:: Exercise set ::
a - Decide whether each statement agrees with the KinBloc text, answering yes or no and quoting the deciding words: (i) Wei-Lin Lin holds a B.S. degree in Biotechnology from NFU. (ii) The text puts the number of human protein kinases at about 1,000. (iii) KinBloc relies on molecular fingerprints alone, with no residue encoding.
b - According to the KinBloc text, what was used to verify the compound interaction correlations at the ATP binding pocket?
c - Please retype the KinBloc text from "My name is Wei-Lin" up to and including "discovery and repurposing.".

My name is Wei-Lin Lin. I graduated from NFU with a B.S. degree in Biotechnology, and I am currently studying at NYCU Institute of Bioinformatics and Systems Biology.
My research focuses on drug discovery and repurposing.
KinBloc: an interpretable machine learning model for prediction of kinase inhibitors in the kinome with kinase-inhibitor interaction block
Wei-Lin Lin(林韋霖)1, Yen‑Chao Hsu1 and Jinn-Moon Yang1,2*
1Institute of Bioinformatics and Systems Biology, National Yang Ming Chiao Tung University, Hsinchu 300, Taiwan
2Department of Biological Science and Technology, National Yang Ming Chiao Tung University, Hsinchu 300, Taiwan
Protein kinase dysregulation, mutation, and overexpression are closely related to the pathogenesis of many diseases, making protein kinases important drug targets. However, the highly conserved binding sites of approximately 500 human protein kinases make the development of selective inhibitors a challenging task. Currently, many models for predicting kinase inhibitors are black-box and lack interpretability with biological significance, while only considering compounds leads to a lack of correlation between different kinases. We propose an interpretable machine learning model, based on the kinase-inhibitors interaction block (KinBloc), for predicting kinase inhibitors. In the proposed method, residue encoding is based on physicochemical properties, sequence conservation、environment, and structural position information, and combined with molecular fingerprints to predict and observe the selectivity mechanism of multiple kinases. We evaluated the performance of KinBloc on well-known benchmark datasets and verified the compound interaction correlations at the ATP binding pocket through protein kinase crystal structures. We believe that the KinBloc model can be used to predict the activity of a single compound in multiple kinases and discover selective molecular structures between different kinases, which can contribute to the development and design of selective inhibitors.

:: Available data ::

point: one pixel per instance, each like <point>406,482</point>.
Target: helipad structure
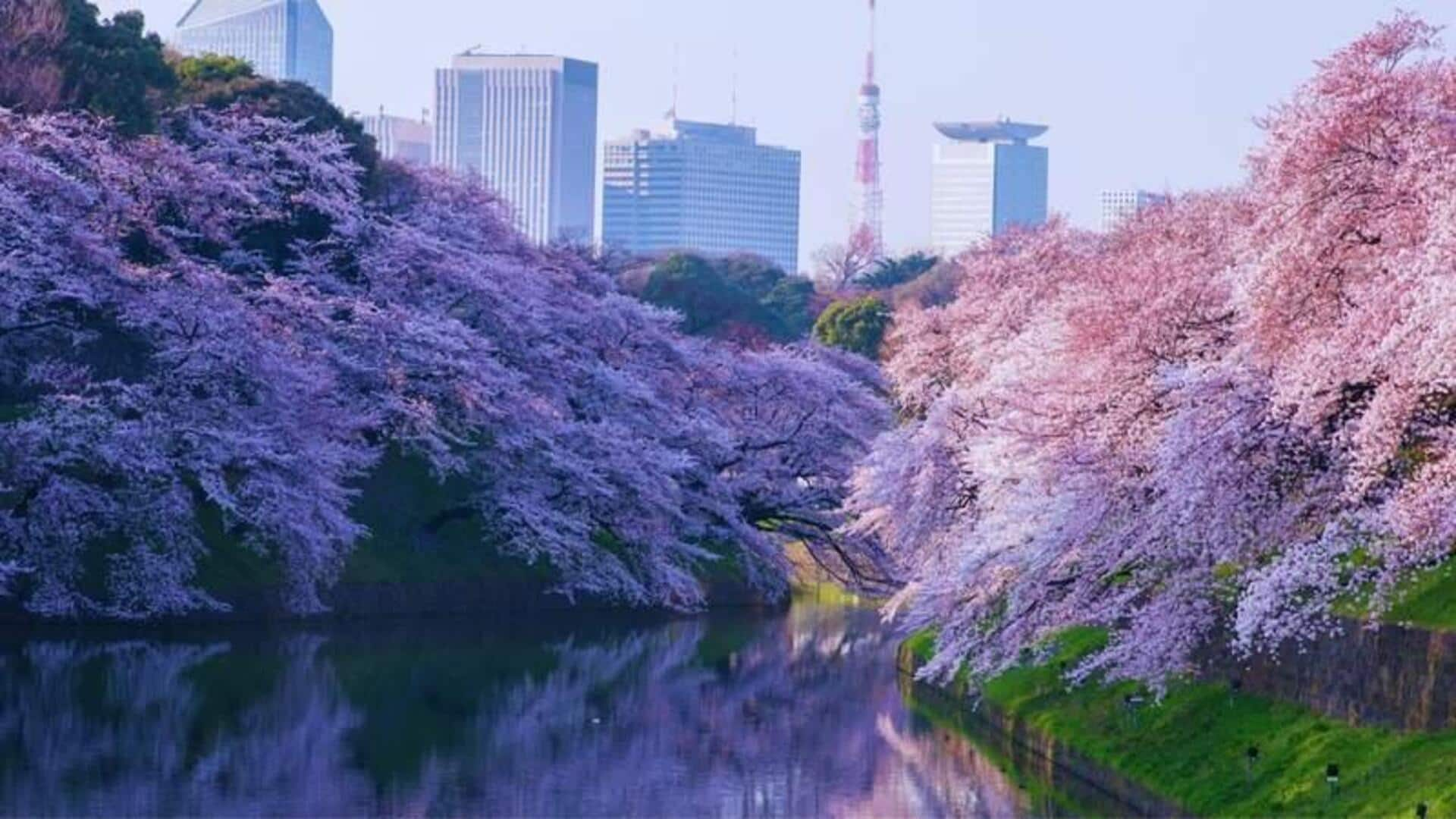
<point>986,180</point>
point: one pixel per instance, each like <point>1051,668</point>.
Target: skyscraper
<point>1120,206</point>
<point>400,137</point>
<point>702,187</point>
<point>984,181</point>
<point>284,39</point>
<point>528,126</point>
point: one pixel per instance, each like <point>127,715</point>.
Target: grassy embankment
<point>1193,746</point>
<point>1424,601</point>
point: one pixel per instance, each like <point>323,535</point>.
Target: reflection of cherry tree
<point>781,725</point>
<point>115,727</point>
<point>743,716</point>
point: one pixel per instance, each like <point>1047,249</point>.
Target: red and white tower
<point>870,229</point>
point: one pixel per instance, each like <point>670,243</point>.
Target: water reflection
<point>788,716</point>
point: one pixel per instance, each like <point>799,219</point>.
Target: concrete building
<point>528,126</point>
<point>400,137</point>
<point>1120,206</point>
<point>984,181</point>
<point>284,39</point>
<point>702,187</point>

:: Responses by item number ::
a -
(i) Yes: "I graduated from NFU with a B.S. degree in Biotechnology"
(ii) No: "approximately 500 human protein kinases"
(iii) No: "residue encoding is based on physicochemical properties, sequence conservation、environment, and structural position information, and combined with molecular fingerprints"

b - Protein kinase crystal structures.

c -
My name is Wei-Lin Lin. I graduated from NFU with a B.S. degree in Biotechnology, and I am currently studying at NYCU Institute of Bioinformatics and Systems Biology.
My research focuses on drug discovery and repurposing.